_Task item_.
Answer these questions from the article on Scentre Group's AGM:
1. For what date was the AGM convened?
2. What is the name of Scentre Group's registry?
3. Through which app were securityholders able to reach the telephone lines?

Segment Start: Document segment

Will COVID-19 be the force that brings the annual general meeting (AGM) into the 21st century? Maureen McGrath, general counsel, compliance and secretariat at Scentre Group believes it could.
Her company has been among the first in Australia to hold what was effectively a virtual AGM.
‘I think the challenges faced through COVID-19 will bring about renewed focus on how AGMs are held in the future. For some years there has been talk about trying to get traction around the future of AGM formats and potential reform,’ she says.
‘The typical physical AGM is held in one state, but our securityholders live across the country and even across the globe. Hybrid or virtual AGMs can open up participation to a broader audience.’
Scentre Group, which has a financial year ending on 31 December, sent out its notice for its AGM on 28 February. The AGM was convened for 8 April 2020 and was originally meant to be held at the Wesley Conference Centre in Sydney.
‘We were riding the first wave with a very short period to get things done in a rapidly changing environment. There was no precedent,’ says McGrath.
‘No one could anticipate the impact of COVID-19 on the commercial environment and how quickly it would affect us all and change our lives,’ says McGrath.
Around 18 March, we had the 100 people restrictions and then on 29 March we went down to having indoor non-essential meetings restricted to two people.
In the interim, the Australian Securities and Investments Commission issued guidance on holding hybrid and virtual AGMs on 20 March.
‘But we had already begun turning our minds to what we may have to do before the 100 people restrictions.
‘Initially we had to plan for the contingency of having a virtual meeting as it was uncertain as to what different social isolation policies may be in place.’
McGrath and her team began looking at a combination of hybrid and virtual meetings and talking to Scentre Group’s suppliers and its registry Computershare about the best way to do that.
‘There were lots of discussions. Our chair was very involved from the beginning. He wanted the best method so that our securityholders could participate,’ she says.
In the end, the group settled for a combination of an online platform, through the Lumi AGM app and telephone lines, providing securityholders with the ability to vote, submit questions online or call in with questions.
‘The biggest challenge was getting used to the technology in a very short period of time,’ says McGrath.
‘I can’t underestimate the need to test and retest the technology and to test people’s thinking as to how to have the best outcome for securityholders. We went through a number of test scenarios including with the chair, the CEO and other board members and involving staff participating as securityholders.
‘The tests did throw up some very interesting issues in terms of how you facilitate participation. We ended up enabling securityholders to access the telephone lines through the Lumi AGM app.’
The AGM was very different to usual. ‘We can all attest now that dealing with people in the physical world is different to dealing with people in the virtual world,’ says McGrath.

Segment End: Document segment
Segment Start: Data to examine

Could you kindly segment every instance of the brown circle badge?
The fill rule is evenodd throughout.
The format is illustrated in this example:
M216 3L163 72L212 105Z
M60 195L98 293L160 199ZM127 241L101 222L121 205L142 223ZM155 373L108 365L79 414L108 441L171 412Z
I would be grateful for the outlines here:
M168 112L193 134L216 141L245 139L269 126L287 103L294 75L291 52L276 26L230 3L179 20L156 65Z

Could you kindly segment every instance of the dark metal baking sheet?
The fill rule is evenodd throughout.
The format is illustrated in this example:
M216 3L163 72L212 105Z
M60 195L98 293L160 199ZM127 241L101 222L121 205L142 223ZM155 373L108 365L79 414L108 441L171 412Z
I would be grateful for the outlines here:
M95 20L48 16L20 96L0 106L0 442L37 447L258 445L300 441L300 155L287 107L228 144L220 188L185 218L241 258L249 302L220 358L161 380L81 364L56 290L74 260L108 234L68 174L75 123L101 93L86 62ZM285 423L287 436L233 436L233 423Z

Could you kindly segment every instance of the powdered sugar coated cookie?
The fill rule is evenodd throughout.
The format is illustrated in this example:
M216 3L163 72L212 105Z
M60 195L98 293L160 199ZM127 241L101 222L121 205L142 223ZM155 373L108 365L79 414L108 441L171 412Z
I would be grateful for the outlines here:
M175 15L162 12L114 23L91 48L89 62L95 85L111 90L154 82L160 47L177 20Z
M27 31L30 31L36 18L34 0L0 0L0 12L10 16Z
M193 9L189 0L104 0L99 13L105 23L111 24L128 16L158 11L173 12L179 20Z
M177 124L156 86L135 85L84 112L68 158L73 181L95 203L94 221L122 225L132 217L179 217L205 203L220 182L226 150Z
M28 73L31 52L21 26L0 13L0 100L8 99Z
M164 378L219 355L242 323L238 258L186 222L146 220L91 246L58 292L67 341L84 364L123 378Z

Segment End: Data to examine

_Response_.
1. 8 April 2020
2. Computershare
3. The Lumi AGM app